- Action item: Print out the data below in full, exactly as written.

- Saved entries:
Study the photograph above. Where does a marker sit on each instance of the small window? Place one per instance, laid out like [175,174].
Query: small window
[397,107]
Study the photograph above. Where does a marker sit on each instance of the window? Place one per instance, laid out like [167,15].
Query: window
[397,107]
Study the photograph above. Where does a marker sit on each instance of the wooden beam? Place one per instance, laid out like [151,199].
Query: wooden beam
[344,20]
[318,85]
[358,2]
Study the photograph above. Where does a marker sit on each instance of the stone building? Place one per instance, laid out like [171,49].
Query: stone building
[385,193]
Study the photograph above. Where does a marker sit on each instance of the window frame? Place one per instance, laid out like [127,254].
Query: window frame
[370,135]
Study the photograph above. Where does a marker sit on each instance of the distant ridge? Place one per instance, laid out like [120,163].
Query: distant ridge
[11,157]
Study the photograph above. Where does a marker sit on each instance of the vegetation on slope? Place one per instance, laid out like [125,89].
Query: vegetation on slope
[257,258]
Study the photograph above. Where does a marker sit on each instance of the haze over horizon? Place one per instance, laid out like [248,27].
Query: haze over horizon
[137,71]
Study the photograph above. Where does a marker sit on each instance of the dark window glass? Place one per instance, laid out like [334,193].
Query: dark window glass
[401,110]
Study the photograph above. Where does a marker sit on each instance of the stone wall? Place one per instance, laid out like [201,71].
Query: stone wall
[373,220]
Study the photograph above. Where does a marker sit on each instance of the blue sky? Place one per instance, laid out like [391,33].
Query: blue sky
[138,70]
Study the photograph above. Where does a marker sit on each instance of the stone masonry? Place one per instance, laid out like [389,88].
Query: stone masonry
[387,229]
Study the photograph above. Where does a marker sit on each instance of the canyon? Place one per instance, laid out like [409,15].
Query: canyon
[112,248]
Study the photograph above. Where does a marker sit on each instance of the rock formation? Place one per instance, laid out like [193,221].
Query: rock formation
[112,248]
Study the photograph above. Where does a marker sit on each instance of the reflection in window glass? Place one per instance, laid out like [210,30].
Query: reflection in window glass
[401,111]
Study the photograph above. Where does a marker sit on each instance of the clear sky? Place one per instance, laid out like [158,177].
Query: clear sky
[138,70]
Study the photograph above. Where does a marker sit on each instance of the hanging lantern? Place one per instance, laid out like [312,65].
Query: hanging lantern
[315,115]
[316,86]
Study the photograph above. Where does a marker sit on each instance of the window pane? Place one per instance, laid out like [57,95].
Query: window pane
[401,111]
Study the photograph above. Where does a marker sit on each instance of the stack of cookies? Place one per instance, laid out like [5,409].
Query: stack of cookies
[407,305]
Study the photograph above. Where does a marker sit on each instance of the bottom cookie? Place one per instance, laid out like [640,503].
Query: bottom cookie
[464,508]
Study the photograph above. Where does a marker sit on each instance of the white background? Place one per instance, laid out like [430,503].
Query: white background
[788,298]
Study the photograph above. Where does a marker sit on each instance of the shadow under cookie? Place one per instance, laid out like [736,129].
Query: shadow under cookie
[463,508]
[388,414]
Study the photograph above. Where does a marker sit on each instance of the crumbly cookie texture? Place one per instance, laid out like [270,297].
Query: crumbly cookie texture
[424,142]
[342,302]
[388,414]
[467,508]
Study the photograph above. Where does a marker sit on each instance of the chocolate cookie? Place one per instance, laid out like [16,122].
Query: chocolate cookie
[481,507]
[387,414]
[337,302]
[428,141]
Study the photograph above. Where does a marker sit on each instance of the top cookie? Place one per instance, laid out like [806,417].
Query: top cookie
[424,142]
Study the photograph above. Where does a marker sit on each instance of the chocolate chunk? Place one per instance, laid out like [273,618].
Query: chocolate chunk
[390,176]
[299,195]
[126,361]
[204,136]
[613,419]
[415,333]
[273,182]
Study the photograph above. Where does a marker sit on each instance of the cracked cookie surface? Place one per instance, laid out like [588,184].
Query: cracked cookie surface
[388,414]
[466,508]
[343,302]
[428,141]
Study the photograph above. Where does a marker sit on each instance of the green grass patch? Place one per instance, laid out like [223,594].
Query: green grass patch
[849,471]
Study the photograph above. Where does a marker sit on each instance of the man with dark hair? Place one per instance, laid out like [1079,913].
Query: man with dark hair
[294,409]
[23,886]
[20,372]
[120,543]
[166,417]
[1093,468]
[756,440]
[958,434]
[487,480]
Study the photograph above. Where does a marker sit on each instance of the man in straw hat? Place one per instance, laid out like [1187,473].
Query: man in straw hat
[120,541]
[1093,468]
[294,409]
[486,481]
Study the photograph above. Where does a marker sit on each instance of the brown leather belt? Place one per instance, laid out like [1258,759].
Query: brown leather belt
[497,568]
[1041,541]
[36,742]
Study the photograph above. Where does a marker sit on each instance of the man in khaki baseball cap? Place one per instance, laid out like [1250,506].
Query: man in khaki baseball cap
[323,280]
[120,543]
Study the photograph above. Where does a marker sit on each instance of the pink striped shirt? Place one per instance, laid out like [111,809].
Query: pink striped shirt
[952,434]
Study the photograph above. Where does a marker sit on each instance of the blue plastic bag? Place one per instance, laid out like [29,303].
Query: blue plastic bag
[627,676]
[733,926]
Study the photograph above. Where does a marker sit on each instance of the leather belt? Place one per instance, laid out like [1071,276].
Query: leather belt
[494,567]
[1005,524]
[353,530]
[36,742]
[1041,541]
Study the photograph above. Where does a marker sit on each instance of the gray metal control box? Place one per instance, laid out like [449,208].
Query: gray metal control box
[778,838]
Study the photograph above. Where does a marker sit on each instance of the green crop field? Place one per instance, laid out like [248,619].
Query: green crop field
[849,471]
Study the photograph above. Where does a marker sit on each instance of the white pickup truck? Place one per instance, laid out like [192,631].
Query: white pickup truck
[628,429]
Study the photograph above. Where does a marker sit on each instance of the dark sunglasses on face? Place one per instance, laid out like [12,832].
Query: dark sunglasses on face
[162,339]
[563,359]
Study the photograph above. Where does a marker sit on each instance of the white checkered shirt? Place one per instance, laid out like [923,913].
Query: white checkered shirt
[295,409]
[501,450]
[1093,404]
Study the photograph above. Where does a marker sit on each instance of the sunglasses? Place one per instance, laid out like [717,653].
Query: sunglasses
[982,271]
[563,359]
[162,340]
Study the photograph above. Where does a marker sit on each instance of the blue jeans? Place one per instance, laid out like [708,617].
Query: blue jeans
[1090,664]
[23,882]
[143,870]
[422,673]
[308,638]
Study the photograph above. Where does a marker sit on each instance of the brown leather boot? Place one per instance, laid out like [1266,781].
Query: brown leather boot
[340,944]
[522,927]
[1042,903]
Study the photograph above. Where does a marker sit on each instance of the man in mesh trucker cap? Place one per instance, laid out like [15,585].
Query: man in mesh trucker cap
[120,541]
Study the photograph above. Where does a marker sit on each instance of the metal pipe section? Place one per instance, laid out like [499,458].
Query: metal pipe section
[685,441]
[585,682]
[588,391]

- Result of the exercise:
Study the photograph above. Where does a marker sit on each instance of the small window? Place one per instance, laid out like [175,174].
Query: small window
[397,107]
Study the photograph above. Where does a marker sit on each instance of the window? Place one per instance, laid out like [167,15].
Query: window
[397,107]
Study the photograph above. Where does a marker sit on each instance of the wooden beam? Place one per instance, laid out like [151,199].
Query: wooden beam
[344,20]
[318,85]
[358,2]
Study the photograph above. Where does a marker sit on each instance of the stone building? Place one per instance, laid out like [171,49].
Query: stone building
[385,193]
Study the photograph above. Where does a marker sit on each instance of the window frame? Place one per instance, laid out like [127,254].
Query: window frame
[370,135]
Study the photograph above. Where does a marker sit on each instance of the distant ridge? Place one per instance, laid out like [120,163].
Query: distant ridge
[11,157]
Study the photograph above. Where does a marker sit on each instance of the vegetation on slope? Place one per instance, laid out like [125,89].
Query: vegetation on slope
[257,258]
Study the photograph above. Where does a marker sit on each instance of the haze over horizon? Place one per instance, laid out like [248,27].
Query: haze over horizon
[137,71]
Study the photograph above. Where does a marker sit on each instance of the dark window glass? Place one per instance, laid out like [334,193].
Query: dark window glass
[401,110]
Study the photograph above. Where does a marker sit on each instance of the stone wall? Place one per instance, laid out like [201,71].
Query: stone wall
[373,220]
Study the photograph above. Where does a marker sit on each instance of the blue sky? Place one per instance, laid out like [391,33].
Query: blue sky
[138,70]
Study the photograph above. Where does a marker sit on each instance of the stone masonry? Place one per instance, laid out like [389,88].
Query: stone masonry
[387,229]
Study the photograph above. Where does a marker sit on each instance of the canyon? Place one per instance, laid out like [409,15].
Query: canyon
[112,248]
Study the photograph above. Where does a marker sit on each instance of the rock formation? Place one per instance, laid out like [193,221].
Query: rock formation
[112,248]
Study the photograph above. Where does a marker sit on each instance of the reflection in window glass? Place one per instance, laid out like [210,30].
Query: reflection in window glass
[401,111]
Study the photograph above. Where does a marker sit on each instance of the clear sky? Place one per instance, laid out like [158,177].
Query: clear sky
[138,70]
Study the photograph above. Where does a marker sit on each instance of the hanging lantern? Place one per instance, laid out like [312,65].
Query: hanging lantern
[315,115]
[316,86]
Study the photograph above. Where does a marker sit on each instance of the window pane? Place one per instance, laid out like [57,95].
Query: window pane
[401,111]
Study the photograph above. Where does a marker sit on each instance of the stack of cookies? Place one per instance, laid out like [5,409].
Query: stack of cookies
[407,305]
Study the photograph above. Where does a marker sit on each instance of the bottom cookie? Place one per instance, laid out like [640,503].
Query: bottom cookie
[464,508]
Study the photograph above. Where does a marker sit on each instance of the white background? Place one per instance, laid out like [430,503].
Query: white background
[788,298]
Study the photograph above. Where does a marker sit on each instance of the shadow under cookie? Place one per instance, laid out like [736,129].
Query: shadow under cookie
[463,508]
[388,414]
Study the photograph above. Where does a marker sit on each instance of the crumbly cookie texture? Place one per instance, laid out like [270,297].
Query: crumbly cookie texture
[424,142]
[342,302]
[388,414]
[467,508]
Study the photograph above. Where does a marker sit on each instance of the chocolate cookie? Place one per instance, laid out like [16,122].
Query: chocolate cookie
[481,507]
[387,414]
[337,302]
[428,141]
Study the photograph above. Where does a marker sit on each instance of the top cookie? Place one per instance, laid out like [806,417].
Query: top cookie
[424,142]
Study the photograph above. Where does a marker sit on each instance of the chocolate chunk? Place one per instance, laid out like [273,618].
Query: chocolate chunk
[390,176]
[299,195]
[126,361]
[204,136]
[613,419]
[415,333]
[273,182]
Study the photograph above. Where does a marker sit on each instance of the cracked cookie surface? Place one per instance, laid out like [588,184].
Query: cracked cookie surface
[388,414]
[466,508]
[343,302]
[428,141]
Study the photograph above. Where does a marker sit on each instance of the green grass patch? Place one per instance, laid out like [223,594].
Query: green grass patch
[849,471]
Study the photograph above. Where does a marker sit on each instance of the man with dark hair? Place one per instance, laid out like [1079,913].
Query: man with dark hair
[294,409]
[23,886]
[20,372]
[120,543]
[166,417]
[1093,468]
[756,440]
[958,434]
[487,480]
Study the photograph above. Where does a marker sit on each instance of the man in straw hat? Place one per instance, laid out like [1187,473].
Query: man in straw hat
[120,541]
[1093,468]
[294,409]
[486,481]
Study the photograph above. Where does a marker sit on each instance of the brown leather belt? Place one per instance, laid out like [1258,759].
Query: brown leather belt
[497,568]
[1041,541]
[36,742]
Study the photograph above. Where does a marker sit on each instance of the man in khaki baseball cap? Place one per instance, laid out like [1250,506].
Query: man in khaki baseball cap
[323,280]
[120,543]
Study the photograph above. Where does a marker sit on each instance of the pink striped shirt? Place one per instance, laid out like [111,809].
Query: pink striped shirt
[952,434]
Study the photograph above. Where does a marker sit on each instance of the blue plastic bag? Place one per instance, laid out like [29,303].
Query: blue plastic bag
[627,676]
[733,926]
Study the photograph above. Where does a marker sit on each instance of the leather belt? Place one per instance, laid out like [1071,276].
Query: leather belt
[494,567]
[1005,524]
[353,530]
[36,742]
[1041,541]
Study the photograph above. Where does a marker sit on each instance of the gray metal control box? Place one per instance, laid out like [449,208].
Query: gray metal control box
[778,838]
Study the photograph above. Where does a marker sit on each instance of the green crop field? Place one per instance, laid out like [248,619].
Query: green crop field
[849,471]
Study the photograph above. Where does a marker sit on each instance of the white pickup truck? Place one per instance, laid out like [192,631].
Query: white pickup truck
[628,429]
Study the photograph above. Where does a marker sit on each instance of the dark sunglasses on face? Place one per instance, laid out like [12,832].
Query: dark sunglasses on face
[162,339]
[563,359]
Study the photograph above. Where does a marker sit on each instance of the white checkered shirt? Place one per instance, laid out like [923,913].
Query: white checkered shirt
[295,409]
[501,450]
[1093,404]
Study the photograph above. Where does a marker sit on each instance of the sunglasses? Place one per instance, laid out like [717,653].
Query: sunglasses
[982,271]
[563,359]
[162,340]
Study the photograph above. Where does a marker sit on each instance of the blue jeans? Place one per instance, laid out like [708,617].
Query: blue jeans
[1090,664]
[23,882]
[143,870]
[422,673]
[308,638]
Study the photograph above. Where does a marker sit on each instance of the brown leather boot? Place one per instance, laid out like [1266,781].
Query: brown leather boot
[340,944]
[522,927]
[1042,903]
Study the photograph above. Where does a marker sit on each instance of the man in mesh trucker cap? Place one per instance, laid out like [15,585].
Query: man in mesh trucker cap
[120,541]
Study the photograph above. Where does a marker sit on each instance of the metal pipe section? Place one per instance, laid out like [499,458].
Query: metal pipe section
[685,441]
[585,682]
[588,391]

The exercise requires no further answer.